▶ [GIVEN EXERCISE]: Reproduce the lines below that run from the one containing "Expected: one point per instance of the white-tipped" through the end, including both ends, and leave the pictures out of your copy.

Coordinate annotation entries:
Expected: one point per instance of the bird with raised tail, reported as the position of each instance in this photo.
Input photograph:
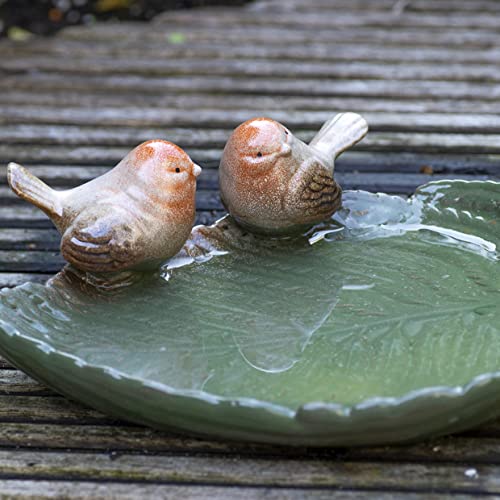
(272, 183)
(131, 218)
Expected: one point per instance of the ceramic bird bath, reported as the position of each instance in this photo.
(380, 325)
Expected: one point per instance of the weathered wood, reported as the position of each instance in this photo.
(207, 128)
(254, 68)
(15, 279)
(15, 382)
(216, 470)
(45, 409)
(259, 104)
(28, 239)
(21, 489)
(269, 86)
(124, 36)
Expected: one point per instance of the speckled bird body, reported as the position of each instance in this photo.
(131, 218)
(272, 182)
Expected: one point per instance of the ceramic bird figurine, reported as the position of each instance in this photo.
(272, 183)
(131, 218)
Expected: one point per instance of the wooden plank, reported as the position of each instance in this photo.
(208, 128)
(383, 5)
(14, 382)
(369, 19)
(303, 53)
(27, 239)
(376, 142)
(102, 40)
(258, 104)
(254, 68)
(274, 472)
(39, 489)
(44, 409)
(62, 425)
(269, 86)
(15, 279)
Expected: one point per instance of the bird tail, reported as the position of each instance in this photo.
(32, 189)
(340, 133)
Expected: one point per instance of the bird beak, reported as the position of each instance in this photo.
(196, 170)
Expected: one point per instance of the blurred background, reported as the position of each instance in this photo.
(19, 18)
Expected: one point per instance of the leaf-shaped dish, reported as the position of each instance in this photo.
(381, 326)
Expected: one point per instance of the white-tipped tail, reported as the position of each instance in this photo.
(32, 189)
(340, 133)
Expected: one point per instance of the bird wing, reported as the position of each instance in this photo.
(314, 192)
(105, 244)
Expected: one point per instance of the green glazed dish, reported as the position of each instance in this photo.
(382, 326)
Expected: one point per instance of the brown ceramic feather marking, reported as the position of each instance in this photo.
(272, 182)
(133, 217)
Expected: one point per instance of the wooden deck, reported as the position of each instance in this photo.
(425, 74)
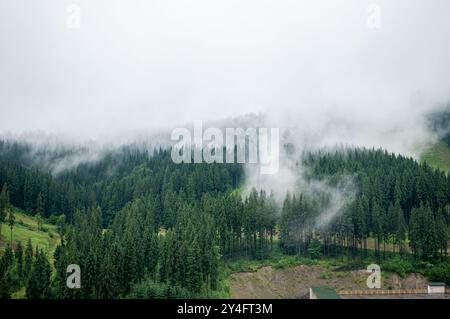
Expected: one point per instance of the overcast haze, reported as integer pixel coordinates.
(143, 65)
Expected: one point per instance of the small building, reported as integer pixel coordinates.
(436, 288)
(322, 292)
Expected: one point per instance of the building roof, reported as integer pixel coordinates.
(324, 292)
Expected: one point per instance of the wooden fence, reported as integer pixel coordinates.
(386, 292)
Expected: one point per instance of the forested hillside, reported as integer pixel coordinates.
(141, 226)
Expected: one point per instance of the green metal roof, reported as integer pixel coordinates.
(436, 284)
(325, 292)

▶ [RIGHT ANSWER]:
Expected: one point per instance of the white-tipped tail, reported as the position of each instance in this photo.
(32, 189)
(340, 133)
Expected: one point per instance of the bird wing, reported as the position of each instance in this photo.
(314, 192)
(105, 244)
Expected: one point per instance of the green glazed dish, reported as the position of each instance in this photo.
(382, 326)
Expected: one point per instance of the brown ceramic feather marking, reported as the position of each instance in this photo.
(272, 182)
(133, 217)
Expected: one point per instance of the wooden deck, reported as the position of each instance in this photo.
(425, 74)
Expected: one point per instance of the overcast haze, reported as integer pixel coordinates.
(143, 65)
Expected: one point per instance of the small building, reported as integer pixel coordinates.
(436, 288)
(322, 292)
Expected: one point per instance of the building roof, reported as integer pixel coordinates.
(324, 292)
Expected: one point per instance of the wooden fence, reported as integer pixel coordinates.
(386, 292)
Expected: one point per instance of the forested hillside, reported as integer pixel coordinates.
(141, 226)
Expected: one point per instance of the green metal roof, reported as integer pixel coordinates.
(436, 284)
(325, 292)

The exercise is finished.